• **取り組む作業**:
A) レコードのうち、文字列「coordinates」を含む行をすべて選び出し、そのまま書き写してください。大文字と小文字は区別します。
B) ワールドカップ競技についての文章を、示された最後の文の後から書き継いでください。

そんなバカな!?2000mはテイクオフのレベルじゃないか!それからもう一言「谷風が吹けばコンディションは変わるだろう。」谷風が吹かなければ、タスクは出来ないのか?どうすんねん?良いコンディションばかり期待せず、今ある状況でベストを尽くせば良い。
「集中、集中、、、」いつも通りにテイクオフに上がり準備をする。アンディーヘディガーは少し遅れてきた。現在ランキングトップ。少し緊張しているみたいだ。苦節15年。いままでワールドカップで総合優勝をした事がない。俺がまだ競技者になる前に見たビデオを思いだす。ウリビスマイヤーとアンディ ーヘディガーの特集をTVで放送したものなのだが、その頃、ウリとアンディーは激しい首位争いをしていた。
結局、ウリが勝った。それからしばらく競技には出ていたが良い結果を出せなかった。2年前のアルゼンチンで行われたPWCでオーガナイザーを務め、その後、ワールドカップに顔を出し始め、また再び世界の頂点を目指し頑張り始めた(と、おもう)。そして、今年は順調にポイントを重ね現在にいたる。俺にとっては、彼もウリビスマイヤーと同じく伝説のフライヤーなのだ。

(バウンディングボックスデータの抜粋)

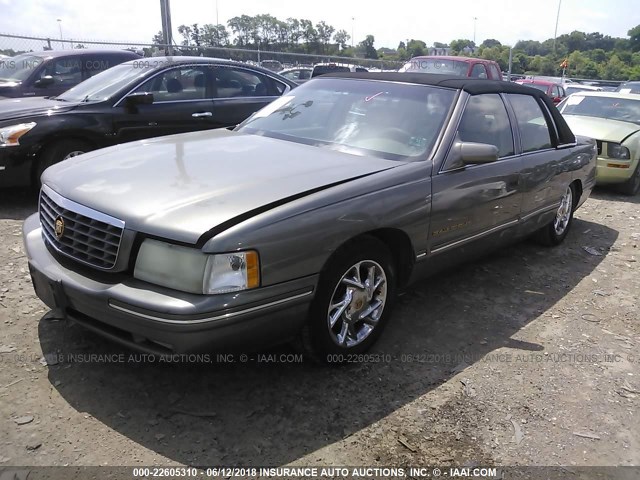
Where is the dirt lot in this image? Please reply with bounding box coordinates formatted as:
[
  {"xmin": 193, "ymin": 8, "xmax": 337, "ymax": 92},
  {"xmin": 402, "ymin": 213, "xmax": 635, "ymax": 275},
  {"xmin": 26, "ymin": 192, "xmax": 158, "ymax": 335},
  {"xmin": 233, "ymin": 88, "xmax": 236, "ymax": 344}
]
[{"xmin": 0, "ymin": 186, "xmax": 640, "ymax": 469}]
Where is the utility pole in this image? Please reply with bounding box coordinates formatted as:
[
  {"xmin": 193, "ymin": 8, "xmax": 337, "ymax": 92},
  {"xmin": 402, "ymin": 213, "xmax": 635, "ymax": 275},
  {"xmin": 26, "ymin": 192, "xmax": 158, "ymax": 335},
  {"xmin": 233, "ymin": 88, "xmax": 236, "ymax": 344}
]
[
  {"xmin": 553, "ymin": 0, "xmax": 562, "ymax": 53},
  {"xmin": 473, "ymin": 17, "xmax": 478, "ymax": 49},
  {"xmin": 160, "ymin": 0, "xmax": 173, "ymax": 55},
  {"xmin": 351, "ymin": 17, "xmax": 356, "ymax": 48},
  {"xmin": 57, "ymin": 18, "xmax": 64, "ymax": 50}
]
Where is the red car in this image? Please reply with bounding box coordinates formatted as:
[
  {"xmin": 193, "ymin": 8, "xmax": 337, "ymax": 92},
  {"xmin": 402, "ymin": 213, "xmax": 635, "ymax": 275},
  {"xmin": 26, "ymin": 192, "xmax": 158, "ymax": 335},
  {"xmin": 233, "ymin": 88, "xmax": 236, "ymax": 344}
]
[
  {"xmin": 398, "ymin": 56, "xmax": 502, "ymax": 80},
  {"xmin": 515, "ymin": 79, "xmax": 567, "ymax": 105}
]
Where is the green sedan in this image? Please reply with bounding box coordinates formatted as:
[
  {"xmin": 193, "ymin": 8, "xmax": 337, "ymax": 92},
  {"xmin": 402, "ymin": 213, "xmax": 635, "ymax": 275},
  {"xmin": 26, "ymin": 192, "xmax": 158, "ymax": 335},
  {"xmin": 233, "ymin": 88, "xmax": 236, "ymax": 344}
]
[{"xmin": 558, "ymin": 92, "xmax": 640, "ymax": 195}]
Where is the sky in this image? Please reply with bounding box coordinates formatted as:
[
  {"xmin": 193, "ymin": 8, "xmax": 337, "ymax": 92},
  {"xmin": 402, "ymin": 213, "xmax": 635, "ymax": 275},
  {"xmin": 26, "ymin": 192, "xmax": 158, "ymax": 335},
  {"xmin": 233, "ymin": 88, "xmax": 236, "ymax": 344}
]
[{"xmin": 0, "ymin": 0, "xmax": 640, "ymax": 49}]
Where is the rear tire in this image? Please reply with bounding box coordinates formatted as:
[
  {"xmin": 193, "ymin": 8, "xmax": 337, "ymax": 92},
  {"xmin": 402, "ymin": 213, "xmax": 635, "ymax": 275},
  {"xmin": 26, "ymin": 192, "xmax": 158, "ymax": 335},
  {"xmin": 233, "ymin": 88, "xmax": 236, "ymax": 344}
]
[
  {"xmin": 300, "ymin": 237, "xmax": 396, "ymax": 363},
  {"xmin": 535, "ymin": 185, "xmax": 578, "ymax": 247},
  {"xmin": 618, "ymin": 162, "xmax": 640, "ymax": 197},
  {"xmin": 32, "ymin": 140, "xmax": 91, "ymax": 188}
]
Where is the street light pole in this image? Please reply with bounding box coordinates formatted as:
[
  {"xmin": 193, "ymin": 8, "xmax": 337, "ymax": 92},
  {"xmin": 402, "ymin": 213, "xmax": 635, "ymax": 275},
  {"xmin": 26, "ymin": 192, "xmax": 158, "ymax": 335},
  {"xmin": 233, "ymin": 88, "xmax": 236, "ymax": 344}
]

• **作業ごとの出力**:
A)
Where is the dirt lot in this image? Please reply with bounding box coordinates formatted as:
Where is the utility pole in this image? Please reply with bounding box coordinates formatted as:
Where is the red car in this image? Please reply with bounding box coordinates formatted as:
Where is the green sedan in this image? Please reply with bounding box coordinates formatted as:
Where is the sky in this image? Please reply with bounding box coordinates formatted as:
Where is the rear tire in this image? Please reply with bounding box coordinates formatted as:
Where is the street light pole in this image? Please reply with bounding box coordinates formatted as:

B)
11:00 タスクコミッティー達が(タスクを決める人)動き出した。エアーコンディションは渋い感じだが、それより最終戦という事もあって慎重にタスク を考えている様子だ。
11:45 タスクブリーフィングが始まるはずだったが、20分延長した。かな り慎重になっている。
12:05 ブリーフィングが始まり、ファイナルタスクが決まった。テイクオフし、プランジュをスタートしていつもの小屋を周りシャモニーの街に帰ってきてGrands Montetsを通過しさらに北東に5kmほど行っ たところにあるゴンドラ駅を周って15kmほど北西に戻った所にあるスキージャンプ台を周りゴールするタスクだ。
「過去に経験した全てを思い出し、今持っている力を全てここに置いていこう。やれるだけの事をやって失敗してもいいじゃないか?」チームミーティングでそんな話をした。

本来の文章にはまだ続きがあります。